- About this exercise -
Print the data that follows without changing a single word.

- Data extract -

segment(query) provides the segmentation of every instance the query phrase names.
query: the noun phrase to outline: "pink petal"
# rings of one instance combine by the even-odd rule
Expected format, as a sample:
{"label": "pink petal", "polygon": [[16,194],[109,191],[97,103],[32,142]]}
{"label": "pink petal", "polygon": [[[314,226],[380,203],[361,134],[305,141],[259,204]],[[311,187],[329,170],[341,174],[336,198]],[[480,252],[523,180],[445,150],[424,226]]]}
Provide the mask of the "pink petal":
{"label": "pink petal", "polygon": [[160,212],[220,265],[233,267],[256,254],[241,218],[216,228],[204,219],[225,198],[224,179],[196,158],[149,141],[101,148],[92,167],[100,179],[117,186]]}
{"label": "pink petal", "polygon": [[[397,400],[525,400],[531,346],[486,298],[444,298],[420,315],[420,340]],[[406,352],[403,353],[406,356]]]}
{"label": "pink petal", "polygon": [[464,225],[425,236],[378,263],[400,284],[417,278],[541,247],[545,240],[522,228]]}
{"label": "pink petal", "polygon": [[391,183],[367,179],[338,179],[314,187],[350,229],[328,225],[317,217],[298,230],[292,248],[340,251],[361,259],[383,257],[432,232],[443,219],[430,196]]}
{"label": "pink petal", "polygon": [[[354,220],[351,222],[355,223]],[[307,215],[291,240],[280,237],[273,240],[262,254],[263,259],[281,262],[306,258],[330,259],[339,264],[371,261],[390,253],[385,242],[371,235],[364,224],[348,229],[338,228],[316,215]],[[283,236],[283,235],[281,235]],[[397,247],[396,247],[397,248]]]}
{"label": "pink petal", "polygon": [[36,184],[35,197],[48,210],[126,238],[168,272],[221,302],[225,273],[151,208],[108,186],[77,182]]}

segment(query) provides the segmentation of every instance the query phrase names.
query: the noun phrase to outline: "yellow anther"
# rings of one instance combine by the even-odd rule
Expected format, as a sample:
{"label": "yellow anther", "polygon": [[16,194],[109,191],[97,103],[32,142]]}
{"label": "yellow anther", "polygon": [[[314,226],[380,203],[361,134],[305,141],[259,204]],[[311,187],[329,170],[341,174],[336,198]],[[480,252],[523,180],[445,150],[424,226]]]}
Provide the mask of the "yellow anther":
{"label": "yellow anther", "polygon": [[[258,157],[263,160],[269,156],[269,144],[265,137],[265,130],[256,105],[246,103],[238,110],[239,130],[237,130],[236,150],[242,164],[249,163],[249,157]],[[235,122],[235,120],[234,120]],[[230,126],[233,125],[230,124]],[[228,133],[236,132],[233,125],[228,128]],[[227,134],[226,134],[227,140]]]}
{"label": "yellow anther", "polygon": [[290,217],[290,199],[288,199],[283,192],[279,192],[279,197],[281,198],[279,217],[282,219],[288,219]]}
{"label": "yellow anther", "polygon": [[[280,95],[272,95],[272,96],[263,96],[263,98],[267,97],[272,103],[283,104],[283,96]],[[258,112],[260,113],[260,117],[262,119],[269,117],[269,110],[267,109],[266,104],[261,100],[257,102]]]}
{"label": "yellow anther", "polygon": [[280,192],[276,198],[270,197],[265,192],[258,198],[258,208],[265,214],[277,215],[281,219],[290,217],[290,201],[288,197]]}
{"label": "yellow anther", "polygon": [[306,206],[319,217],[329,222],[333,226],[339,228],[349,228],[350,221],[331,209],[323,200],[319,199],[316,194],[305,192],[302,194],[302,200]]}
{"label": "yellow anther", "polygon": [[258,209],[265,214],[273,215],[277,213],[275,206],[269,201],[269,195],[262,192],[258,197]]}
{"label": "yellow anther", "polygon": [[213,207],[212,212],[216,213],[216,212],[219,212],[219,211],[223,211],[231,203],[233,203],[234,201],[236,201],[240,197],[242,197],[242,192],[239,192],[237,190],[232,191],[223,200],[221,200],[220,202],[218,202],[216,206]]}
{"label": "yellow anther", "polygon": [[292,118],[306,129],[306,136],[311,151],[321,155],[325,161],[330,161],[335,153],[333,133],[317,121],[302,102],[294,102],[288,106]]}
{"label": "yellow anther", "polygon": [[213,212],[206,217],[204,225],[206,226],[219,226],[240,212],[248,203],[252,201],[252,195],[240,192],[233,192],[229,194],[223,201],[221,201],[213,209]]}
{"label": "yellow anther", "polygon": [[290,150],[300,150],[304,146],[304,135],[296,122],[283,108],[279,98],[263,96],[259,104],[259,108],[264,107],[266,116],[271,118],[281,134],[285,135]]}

- Written reply -
segment(query) provides the segmentation of every instance the query phrase names.
query: the noun phrase to outline: "pink petal"
# rings of one instance combine by the even-odd rule
Expected format, as a sample:
{"label": "pink petal", "polygon": [[16,194],[109,191],[97,103],[32,142]]}
{"label": "pink petal", "polygon": [[[314,226],[380,203],[361,134],[305,141],[259,204]],[[311,187],[329,170],[341,174],[336,198]],[[480,252],[523,180],[445,150],[424,226]]]}
Provide the mask of the "pink petal":
{"label": "pink petal", "polygon": [[160,212],[220,265],[233,267],[256,254],[241,218],[216,228],[204,219],[225,198],[224,179],[196,158],[149,141],[101,148],[92,167],[100,179],[117,186]]}
{"label": "pink petal", "polygon": [[[397,400],[525,400],[531,346],[486,298],[444,298],[420,315],[420,340]],[[406,352],[403,353],[406,356]]]}
{"label": "pink petal", "polygon": [[464,225],[425,236],[378,263],[400,284],[417,278],[541,247],[545,240],[522,228]]}
{"label": "pink petal", "polygon": [[391,183],[367,179],[338,179],[314,187],[350,229],[328,225],[317,217],[298,230],[292,248],[340,251],[361,259],[383,257],[432,232],[443,219],[430,196]]}
{"label": "pink petal", "polygon": [[[354,220],[351,222],[355,223]],[[307,215],[291,240],[280,237],[273,240],[262,254],[263,259],[281,262],[306,258],[330,259],[339,264],[371,261],[390,253],[385,242],[371,235],[364,224],[348,229],[338,228],[316,215]],[[283,236],[283,235],[281,235]],[[397,247],[396,247],[397,248]]]}
{"label": "pink petal", "polygon": [[36,184],[35,197],[48,210],[126,238],[168,272],[221,302],[225,273],[151,208],[108,186],[77,182]]}

segment(query) provides the segmentation of every instance the query phrase names.
query: the noun phrase to outline: "yellow anther"
# rings of one instance combine by the even-odd rule
Expected format, as a sample:
{"label": "yellow anther", "polygon": [[16,194],[109,191],[97,103],[32,142]]}
{"label": "yellow anther", "polygon": [[[314,226],[380,203],[361,134],[305,141],[259,204]],[[311,187],[329,170],[341,174],[336,198]],[[480,252],[523,180],[445,150],[424,226]]]}
Provide the mask of the "yellow anther":
{"label": "yellow anther", "polygon": [[[258,157],[263,160],[269,156],[269,144],[265,137],[265,130],[256,105],[246,103],[238,110],[239,130],[237,130],[236,150],[242,164],[249,163],[249,157]],[[235,122],[235,120],[234,120]],[[230,126],[233,125],[230,124]],[[228,133],[236,132],[233,125],[228,128]],[[227,134],[226,134],[227,140]]]}
{"label": "yellow anther", "polygon": [[290,217],[290,199],[288,199],[283,192],[279,192],[279,197],[281,198],[279,217],[282,219],[288,219]]}
{"label": "yellow anther", "polygon": [[[280,95],[272,95],[272,96],[263,96],[263,98],[267,97],[272,103],[283,104],[283,96]],[[258,112],[260,113],[260,117],[262,119],[269,117],[269,110],[267,109],[266,104],[261,100],[257,102]]]}
{"label": "yellow anther", "polygon": [[280,192],[276,198],[270,197],[265,192],[258,198],[258,208],[265,214],[277,215],[281,219],[290,217],[290,201],[288,197]]}
{"label": "yellow anther", "polygon": [[306,206],[319,217],[329,222],[333,226],[339,228],[349,228],[350,221],[331,209],[323,200],[319,199],[316,194],[305,192],[302,194],[302,200]]}
{"label": "yellow anther", "polygon": [[258,209],[265,214],[273,215],[277,213],[275,206],[269,201],[269,195],[262,192],[258,197]]}
{"label": "yellow anther", "polygon": [[213,207],[212,212],[216,213],[216,212],[219,212],[219,211],[223,211],[231,203],[233,203],[234,201],[236,201],[240,197],[242,197],[242,192],[239,192],[237,190],[232,191],[223,200],[221,200],[220,202],[218,202],[216,206]]}
{"label": "yellow anther", "polygon": [[292,118],[306,129],[306,136],[311,151],[321,155],[325,161],[330,161],[335,153],[333,133],[317,121],[302,102],[294,102],[288,106]]}
{"label": "yellow anther", "polygon": [[213,212],[206,217],[204,225],[206,226],[219,226],[240,212],[248,203],[252,201],[252,195],[240,192],[233,192],[229,194],[223,201],[221,201],[213,209]]}
{"label": "yellow anther", "polygon": [[290,150],[300,150],[304,146],[304,135],[296,122],[283,108],[279,98],[263,96],[259,104],[259,108],[264,107],[266,116],[271,118],[281,134],[285,135]]}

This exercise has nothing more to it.